> **DATASET EXTRACT**:

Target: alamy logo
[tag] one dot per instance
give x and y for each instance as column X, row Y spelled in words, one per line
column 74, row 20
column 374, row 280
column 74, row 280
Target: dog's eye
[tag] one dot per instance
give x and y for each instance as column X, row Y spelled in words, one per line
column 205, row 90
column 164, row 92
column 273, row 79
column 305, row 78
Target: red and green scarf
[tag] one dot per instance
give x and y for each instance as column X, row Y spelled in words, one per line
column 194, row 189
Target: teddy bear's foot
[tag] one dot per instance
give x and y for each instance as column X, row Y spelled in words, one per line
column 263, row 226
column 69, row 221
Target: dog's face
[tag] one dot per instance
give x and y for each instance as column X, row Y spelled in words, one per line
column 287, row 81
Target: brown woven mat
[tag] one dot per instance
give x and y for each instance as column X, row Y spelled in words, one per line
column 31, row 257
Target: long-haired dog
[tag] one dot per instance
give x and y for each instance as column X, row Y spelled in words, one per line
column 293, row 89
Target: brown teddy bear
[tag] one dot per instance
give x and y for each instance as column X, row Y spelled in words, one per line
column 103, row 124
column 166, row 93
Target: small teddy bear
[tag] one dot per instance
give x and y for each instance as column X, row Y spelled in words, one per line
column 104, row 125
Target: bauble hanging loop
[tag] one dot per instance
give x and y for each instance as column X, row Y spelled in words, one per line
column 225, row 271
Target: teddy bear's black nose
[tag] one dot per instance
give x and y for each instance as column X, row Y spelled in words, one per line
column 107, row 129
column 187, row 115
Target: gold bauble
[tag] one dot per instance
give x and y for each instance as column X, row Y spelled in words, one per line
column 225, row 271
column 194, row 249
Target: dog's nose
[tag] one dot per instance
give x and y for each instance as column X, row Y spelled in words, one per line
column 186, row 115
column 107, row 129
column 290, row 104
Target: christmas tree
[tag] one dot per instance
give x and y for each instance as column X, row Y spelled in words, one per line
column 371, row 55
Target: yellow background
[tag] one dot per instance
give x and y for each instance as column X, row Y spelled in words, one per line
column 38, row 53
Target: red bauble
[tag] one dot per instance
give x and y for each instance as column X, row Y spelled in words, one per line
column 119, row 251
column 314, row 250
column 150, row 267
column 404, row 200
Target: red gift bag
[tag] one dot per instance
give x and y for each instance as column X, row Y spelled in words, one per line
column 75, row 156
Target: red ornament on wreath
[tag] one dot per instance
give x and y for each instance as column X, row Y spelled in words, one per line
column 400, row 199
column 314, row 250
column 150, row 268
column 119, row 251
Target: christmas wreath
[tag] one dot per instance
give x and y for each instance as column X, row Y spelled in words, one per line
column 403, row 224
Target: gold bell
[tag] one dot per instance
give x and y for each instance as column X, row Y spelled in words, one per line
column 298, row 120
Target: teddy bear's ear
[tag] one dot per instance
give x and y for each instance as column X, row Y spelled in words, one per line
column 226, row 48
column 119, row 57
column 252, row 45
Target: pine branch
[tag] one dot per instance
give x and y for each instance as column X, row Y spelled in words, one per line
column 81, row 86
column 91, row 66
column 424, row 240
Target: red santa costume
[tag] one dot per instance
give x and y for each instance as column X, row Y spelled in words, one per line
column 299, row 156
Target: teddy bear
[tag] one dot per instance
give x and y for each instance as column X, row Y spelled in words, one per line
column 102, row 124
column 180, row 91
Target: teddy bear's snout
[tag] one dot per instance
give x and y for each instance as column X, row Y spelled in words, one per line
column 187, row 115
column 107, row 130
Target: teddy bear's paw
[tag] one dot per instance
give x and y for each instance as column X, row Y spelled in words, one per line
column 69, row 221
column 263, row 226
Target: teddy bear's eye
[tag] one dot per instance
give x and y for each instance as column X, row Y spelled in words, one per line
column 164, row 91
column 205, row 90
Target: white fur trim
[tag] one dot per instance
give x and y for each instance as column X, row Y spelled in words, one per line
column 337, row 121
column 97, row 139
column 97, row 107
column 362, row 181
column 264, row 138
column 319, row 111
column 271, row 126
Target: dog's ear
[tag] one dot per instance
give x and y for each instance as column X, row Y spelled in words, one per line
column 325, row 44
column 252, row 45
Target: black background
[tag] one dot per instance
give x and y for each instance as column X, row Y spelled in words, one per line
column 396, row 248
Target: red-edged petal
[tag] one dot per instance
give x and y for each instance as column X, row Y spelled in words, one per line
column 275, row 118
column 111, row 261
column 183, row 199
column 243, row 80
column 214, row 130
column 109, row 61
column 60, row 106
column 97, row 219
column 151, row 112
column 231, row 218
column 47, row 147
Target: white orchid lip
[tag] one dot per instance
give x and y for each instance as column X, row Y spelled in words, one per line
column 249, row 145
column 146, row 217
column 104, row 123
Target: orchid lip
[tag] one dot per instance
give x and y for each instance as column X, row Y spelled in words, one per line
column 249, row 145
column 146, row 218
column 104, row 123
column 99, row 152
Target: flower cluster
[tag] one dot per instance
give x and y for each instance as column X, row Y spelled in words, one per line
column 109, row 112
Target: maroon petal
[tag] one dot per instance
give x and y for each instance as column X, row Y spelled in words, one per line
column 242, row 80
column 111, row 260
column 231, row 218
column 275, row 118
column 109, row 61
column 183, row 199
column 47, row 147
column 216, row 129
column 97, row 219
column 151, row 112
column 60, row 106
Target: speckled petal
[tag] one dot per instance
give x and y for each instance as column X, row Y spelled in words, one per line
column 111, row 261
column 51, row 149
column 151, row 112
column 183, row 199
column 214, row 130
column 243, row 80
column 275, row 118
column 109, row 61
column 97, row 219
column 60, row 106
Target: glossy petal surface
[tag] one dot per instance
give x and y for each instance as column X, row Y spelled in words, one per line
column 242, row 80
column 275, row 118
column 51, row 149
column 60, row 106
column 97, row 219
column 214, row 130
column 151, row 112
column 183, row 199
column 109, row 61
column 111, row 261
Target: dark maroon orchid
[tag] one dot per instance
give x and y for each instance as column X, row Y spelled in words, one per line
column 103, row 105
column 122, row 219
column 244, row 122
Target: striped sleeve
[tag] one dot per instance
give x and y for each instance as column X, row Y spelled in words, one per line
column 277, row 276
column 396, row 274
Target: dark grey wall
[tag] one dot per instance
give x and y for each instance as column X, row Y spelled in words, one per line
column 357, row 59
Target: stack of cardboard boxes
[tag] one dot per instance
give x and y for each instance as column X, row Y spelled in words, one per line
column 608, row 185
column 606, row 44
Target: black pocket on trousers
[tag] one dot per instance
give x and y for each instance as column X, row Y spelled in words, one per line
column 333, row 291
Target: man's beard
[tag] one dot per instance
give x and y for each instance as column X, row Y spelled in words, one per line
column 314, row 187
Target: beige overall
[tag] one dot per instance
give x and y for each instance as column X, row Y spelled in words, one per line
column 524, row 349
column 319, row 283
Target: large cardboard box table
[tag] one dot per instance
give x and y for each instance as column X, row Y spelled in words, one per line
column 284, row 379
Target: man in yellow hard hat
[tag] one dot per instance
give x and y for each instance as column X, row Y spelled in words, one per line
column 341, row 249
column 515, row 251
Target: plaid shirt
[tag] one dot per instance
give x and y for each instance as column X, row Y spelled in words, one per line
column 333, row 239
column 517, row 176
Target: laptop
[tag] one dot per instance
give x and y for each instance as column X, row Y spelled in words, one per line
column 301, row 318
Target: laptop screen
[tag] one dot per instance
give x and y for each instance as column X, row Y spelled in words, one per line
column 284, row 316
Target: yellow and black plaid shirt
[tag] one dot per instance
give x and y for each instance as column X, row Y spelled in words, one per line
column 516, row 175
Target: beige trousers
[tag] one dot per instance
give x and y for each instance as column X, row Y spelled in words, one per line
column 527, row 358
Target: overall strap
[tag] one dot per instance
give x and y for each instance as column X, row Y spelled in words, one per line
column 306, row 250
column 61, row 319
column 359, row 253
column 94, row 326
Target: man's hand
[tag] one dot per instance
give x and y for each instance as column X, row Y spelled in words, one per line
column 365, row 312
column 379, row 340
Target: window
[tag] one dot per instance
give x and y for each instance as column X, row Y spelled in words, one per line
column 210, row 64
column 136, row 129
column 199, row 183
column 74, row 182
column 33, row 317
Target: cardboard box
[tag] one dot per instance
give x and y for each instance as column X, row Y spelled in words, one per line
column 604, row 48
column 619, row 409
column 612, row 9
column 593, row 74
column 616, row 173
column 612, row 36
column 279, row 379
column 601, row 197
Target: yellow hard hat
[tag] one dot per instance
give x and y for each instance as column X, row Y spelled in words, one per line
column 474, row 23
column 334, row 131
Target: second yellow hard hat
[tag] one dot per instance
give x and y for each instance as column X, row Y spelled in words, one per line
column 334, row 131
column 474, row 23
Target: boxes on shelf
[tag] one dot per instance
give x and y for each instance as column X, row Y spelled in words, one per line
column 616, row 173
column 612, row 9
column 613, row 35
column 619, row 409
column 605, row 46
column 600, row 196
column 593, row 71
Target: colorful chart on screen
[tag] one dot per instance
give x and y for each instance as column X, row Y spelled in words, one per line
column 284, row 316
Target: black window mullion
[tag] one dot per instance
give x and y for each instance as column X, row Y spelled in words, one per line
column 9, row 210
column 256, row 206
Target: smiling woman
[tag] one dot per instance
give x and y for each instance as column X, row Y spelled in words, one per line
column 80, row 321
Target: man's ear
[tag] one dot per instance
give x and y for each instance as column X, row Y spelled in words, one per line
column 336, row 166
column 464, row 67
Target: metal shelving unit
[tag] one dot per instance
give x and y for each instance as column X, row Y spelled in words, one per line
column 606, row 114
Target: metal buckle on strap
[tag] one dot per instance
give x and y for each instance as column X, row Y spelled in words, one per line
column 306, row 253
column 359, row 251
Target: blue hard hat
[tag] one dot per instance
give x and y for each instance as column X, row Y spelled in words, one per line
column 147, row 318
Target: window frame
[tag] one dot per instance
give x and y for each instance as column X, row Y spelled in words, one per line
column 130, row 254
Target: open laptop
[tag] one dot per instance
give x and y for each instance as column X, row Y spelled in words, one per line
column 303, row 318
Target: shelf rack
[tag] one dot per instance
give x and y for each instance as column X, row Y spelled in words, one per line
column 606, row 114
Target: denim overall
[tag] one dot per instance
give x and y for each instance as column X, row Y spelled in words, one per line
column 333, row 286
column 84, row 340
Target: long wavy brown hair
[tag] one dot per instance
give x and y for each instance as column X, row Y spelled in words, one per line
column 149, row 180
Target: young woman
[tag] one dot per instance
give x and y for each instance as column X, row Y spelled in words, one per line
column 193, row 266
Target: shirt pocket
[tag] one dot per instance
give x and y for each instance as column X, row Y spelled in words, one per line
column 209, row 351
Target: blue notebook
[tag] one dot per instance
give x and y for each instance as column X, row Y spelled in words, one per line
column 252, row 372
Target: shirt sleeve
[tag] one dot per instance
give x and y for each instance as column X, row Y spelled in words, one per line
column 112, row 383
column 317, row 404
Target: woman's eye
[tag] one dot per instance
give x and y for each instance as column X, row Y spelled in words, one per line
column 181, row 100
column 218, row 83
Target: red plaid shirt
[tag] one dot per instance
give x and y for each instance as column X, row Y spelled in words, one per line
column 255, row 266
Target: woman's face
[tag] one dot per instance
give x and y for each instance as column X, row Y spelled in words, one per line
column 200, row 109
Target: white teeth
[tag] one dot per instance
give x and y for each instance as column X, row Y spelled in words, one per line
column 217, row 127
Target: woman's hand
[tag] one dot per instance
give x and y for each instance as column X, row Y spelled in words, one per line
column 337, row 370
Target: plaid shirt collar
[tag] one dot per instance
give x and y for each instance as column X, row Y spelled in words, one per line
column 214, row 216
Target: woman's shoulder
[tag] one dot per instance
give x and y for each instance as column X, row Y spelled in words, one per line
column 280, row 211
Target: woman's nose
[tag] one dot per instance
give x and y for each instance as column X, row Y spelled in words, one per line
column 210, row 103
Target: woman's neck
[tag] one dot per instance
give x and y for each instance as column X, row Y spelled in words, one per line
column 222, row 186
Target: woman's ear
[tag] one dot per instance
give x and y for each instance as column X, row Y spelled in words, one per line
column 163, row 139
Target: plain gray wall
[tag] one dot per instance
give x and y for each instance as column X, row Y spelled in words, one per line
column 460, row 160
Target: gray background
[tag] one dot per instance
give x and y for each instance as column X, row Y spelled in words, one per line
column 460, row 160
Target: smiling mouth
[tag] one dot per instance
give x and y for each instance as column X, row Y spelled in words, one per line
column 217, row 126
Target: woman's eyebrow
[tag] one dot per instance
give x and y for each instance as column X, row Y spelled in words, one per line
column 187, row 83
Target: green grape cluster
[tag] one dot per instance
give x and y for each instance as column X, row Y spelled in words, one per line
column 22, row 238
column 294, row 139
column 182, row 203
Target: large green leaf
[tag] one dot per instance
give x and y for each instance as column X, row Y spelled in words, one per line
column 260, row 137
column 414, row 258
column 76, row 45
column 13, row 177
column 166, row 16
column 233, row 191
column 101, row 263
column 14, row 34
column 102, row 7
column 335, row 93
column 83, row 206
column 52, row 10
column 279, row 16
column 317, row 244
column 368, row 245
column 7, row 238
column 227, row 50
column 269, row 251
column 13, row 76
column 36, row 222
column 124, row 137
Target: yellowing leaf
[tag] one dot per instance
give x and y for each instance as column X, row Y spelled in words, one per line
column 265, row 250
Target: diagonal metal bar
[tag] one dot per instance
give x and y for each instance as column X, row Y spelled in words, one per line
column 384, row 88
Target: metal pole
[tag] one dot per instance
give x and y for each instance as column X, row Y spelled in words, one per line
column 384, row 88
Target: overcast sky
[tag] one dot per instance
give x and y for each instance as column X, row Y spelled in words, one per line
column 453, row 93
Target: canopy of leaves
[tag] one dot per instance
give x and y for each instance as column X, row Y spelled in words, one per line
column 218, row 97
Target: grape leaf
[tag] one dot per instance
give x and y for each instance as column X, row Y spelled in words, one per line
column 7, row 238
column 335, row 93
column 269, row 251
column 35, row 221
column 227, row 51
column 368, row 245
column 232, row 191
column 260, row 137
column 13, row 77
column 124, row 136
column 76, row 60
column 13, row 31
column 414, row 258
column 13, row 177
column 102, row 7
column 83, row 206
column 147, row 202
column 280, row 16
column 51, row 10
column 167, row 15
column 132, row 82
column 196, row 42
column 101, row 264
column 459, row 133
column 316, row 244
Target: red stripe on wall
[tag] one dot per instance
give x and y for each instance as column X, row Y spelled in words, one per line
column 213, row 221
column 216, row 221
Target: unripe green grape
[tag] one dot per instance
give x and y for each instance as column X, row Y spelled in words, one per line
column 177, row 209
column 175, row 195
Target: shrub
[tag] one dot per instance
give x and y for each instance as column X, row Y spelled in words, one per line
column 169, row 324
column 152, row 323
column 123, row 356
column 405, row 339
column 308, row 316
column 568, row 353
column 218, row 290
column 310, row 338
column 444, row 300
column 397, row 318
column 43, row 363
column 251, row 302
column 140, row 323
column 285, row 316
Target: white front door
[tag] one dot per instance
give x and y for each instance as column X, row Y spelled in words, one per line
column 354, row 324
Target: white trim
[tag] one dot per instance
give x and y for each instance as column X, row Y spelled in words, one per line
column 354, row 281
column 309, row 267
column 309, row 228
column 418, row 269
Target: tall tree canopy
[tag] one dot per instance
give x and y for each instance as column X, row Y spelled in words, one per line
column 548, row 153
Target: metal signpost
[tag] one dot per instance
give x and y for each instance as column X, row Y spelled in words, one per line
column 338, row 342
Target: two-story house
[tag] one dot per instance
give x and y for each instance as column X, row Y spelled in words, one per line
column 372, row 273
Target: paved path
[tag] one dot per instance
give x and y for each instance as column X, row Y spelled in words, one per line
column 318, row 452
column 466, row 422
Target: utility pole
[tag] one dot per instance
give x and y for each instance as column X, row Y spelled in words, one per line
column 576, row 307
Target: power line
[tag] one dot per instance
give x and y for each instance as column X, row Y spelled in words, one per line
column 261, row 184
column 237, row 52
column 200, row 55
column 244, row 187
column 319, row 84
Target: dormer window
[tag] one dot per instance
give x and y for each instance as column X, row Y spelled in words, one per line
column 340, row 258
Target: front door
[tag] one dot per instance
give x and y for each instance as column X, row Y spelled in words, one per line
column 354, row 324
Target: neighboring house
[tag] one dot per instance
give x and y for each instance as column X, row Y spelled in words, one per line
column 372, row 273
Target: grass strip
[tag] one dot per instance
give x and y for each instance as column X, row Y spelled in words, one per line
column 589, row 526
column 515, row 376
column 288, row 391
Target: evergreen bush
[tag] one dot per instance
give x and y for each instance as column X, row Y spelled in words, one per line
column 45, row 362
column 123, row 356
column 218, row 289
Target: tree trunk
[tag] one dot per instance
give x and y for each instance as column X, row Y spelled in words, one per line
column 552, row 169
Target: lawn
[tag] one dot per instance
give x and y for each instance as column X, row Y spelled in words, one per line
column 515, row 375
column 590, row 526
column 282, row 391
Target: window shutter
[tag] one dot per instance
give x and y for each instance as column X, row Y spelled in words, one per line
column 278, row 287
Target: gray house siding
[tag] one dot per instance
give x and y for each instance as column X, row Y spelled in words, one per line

> **EXERCISE**:
Could you return exactly the stretch of the data above that starts at the line with "Target: neighboring house" and ends at the line with "Target: tree trunk", both lines included?

> **RESPONSE TO THIS EXERCISE**:
Target: neighboring house
[tag] one dot per instance
give x and y for each instance as column X, row Y spelled in words, one per line
column 372, row 273
Target: grass strip
[tag] one dot per instance
give x and y for each instance as column X, row Y spelled in words, one per line
column 589, row 526
column 515, row 376
column 288, row 391
Target: evergreen bush
[tag] one dot per instance
give x and y for each instance as column X, row Y spelled in words, one per line
column 45, row 362
column 123, row 356
column 218, row 289
Target: tree trunk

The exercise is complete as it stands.